■ **Exercise aim**: Convert the records starting with the line containing "for every instance of the tree line, set" and going on through the end of the records into a Markdown table with the columns Row and Line, numbering each row and leaving out blank lines.

■ **Input data**:
════════════════

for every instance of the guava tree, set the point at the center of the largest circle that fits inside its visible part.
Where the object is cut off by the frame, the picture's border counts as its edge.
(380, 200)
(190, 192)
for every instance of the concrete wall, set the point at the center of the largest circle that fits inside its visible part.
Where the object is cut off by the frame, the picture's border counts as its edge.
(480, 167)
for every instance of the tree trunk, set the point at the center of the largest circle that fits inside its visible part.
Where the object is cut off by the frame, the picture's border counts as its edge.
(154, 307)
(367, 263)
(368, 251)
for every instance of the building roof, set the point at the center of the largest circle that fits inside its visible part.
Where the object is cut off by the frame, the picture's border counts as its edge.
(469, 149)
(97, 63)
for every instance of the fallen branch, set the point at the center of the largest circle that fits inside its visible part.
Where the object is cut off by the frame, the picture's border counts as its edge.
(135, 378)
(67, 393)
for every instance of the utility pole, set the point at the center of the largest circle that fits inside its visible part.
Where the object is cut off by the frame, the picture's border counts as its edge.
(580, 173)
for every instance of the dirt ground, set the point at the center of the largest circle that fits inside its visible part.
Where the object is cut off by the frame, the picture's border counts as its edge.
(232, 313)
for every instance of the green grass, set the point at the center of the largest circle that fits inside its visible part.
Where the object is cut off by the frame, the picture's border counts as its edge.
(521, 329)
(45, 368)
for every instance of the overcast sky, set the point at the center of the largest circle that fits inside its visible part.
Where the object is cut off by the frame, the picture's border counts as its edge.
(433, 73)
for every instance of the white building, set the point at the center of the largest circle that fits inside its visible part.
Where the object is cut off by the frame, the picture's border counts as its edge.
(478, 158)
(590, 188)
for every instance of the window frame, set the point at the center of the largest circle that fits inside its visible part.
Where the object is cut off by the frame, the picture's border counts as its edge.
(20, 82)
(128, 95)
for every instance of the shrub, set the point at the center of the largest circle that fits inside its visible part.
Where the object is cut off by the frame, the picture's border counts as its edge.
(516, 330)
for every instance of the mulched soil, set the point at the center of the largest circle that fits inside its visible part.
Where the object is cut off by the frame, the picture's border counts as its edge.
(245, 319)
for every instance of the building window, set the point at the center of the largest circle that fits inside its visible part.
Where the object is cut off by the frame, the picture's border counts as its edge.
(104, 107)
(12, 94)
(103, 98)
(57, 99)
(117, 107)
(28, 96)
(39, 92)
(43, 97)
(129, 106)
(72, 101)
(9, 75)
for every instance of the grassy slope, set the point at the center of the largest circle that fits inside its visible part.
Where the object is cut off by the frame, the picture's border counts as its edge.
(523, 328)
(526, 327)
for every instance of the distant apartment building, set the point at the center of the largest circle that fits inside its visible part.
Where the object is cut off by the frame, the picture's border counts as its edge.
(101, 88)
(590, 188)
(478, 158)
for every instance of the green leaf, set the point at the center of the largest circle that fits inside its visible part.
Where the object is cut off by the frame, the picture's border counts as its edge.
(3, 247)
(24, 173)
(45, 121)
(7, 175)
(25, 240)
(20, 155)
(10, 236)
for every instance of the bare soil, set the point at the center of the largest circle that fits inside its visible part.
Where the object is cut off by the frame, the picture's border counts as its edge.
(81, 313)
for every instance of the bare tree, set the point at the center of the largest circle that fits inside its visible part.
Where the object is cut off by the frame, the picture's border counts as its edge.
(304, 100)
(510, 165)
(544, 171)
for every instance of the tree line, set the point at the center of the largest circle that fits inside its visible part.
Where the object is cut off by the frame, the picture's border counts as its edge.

════════════════

■ **Exercise response**:
| Row | Line |
|---|---|
| 1 | for every instance of the tree line, set the point at the center of the largest circle that fits inside its visible part. |
| 2 | Where the object is cut off by the frame, the picture's border counts as its edge. |